__PROMPT__: Edit the data below so that "instance" becomes "occurrence" throughout, leaving everything else unchanged. Leave the pictures out of your version.

(Records from a collection)
────────────────

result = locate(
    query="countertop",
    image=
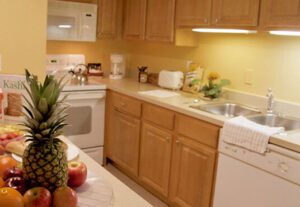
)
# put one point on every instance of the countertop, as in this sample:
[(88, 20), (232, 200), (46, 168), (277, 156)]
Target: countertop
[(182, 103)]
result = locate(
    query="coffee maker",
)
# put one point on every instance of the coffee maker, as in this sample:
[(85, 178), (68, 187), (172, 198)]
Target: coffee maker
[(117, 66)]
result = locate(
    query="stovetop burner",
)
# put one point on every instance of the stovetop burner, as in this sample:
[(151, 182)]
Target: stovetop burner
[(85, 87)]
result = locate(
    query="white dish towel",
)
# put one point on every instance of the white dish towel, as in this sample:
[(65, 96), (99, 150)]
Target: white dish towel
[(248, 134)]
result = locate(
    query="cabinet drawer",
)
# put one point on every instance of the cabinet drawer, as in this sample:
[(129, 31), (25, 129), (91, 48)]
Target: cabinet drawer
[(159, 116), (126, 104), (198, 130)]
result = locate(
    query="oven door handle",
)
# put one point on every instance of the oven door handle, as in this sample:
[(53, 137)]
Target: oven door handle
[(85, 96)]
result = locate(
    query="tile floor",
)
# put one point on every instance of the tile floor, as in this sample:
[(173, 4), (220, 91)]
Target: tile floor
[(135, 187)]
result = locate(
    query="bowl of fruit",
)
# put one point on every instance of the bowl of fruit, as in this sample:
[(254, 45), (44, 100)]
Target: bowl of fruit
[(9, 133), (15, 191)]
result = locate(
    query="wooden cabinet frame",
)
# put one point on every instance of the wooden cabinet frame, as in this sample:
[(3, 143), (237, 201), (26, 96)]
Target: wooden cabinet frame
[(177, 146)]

────────────────

__EXERCISE RESPONSE__:
result = locate(
    query="countertop",
    image=
)
# put one point on every occurrence of the countertop, as in this sample:
[(88, 20), (232, 200), (46, 168), (277, 156)]
Target: countertop
[(182, 103)]
result = locate(
    query="coffee maker",
)
# put one point on every occurrence of the coffee maker, as in this sample:
[(85, 178), (68, 187), (172, 198)]
Target: coffee maker
[(117, 66)]
result = locate(
    query="stovetop burner",
)
# put one point on every occurrence of the stovetop burner, as in this sample:
[(151, 182)]
Target: stovetop burner
[(85, 87)]
result = locate(
    query="white dish towel",
)
# put one point on every occurrence of the white dish towel, as in this sample:
[(65, 96), (99, 150)]
Target: white dish towel
[(248, 134)]
result = locate(
    query="cabinet drawer",
)
# put one point on every occurrence of the cabinet drawer, as in this sample:
[(129, 31), (25, 129), (91, 48)]
Target: cabinet drawer
[(159, 116), (126, 104), (198, 130)]
result = locate(
    query="oven door handle",
)
# put one point on every occurrence of the oven door handle, as in this sample:
[(53, 137)]
Target: oven door handle
[(85, 96)]
result = locate(
    query="tile floor",
)
# put one point on every occurrence of the tile floor, as in this sample:
[(173, 4), (220, 91)]
Target: tile floor
[(135, 187)]
result = locate(
    query="bowl of fruit",
)
# put one point on every occurrence of the bowl of fruit, as in this sample:
[(254, 45), (44, 100)]
Target: bowl of fruit
[(9, 133), (15, 191)]
result = locate(
    query="wooden cabinet frame",
)
# put one point on every occurrence of the wooden cabinet frame, as in this sample:
[(3, 143), (237, 201), (26, 96)]
Target: wooden cabinet frame
[(177, 146)]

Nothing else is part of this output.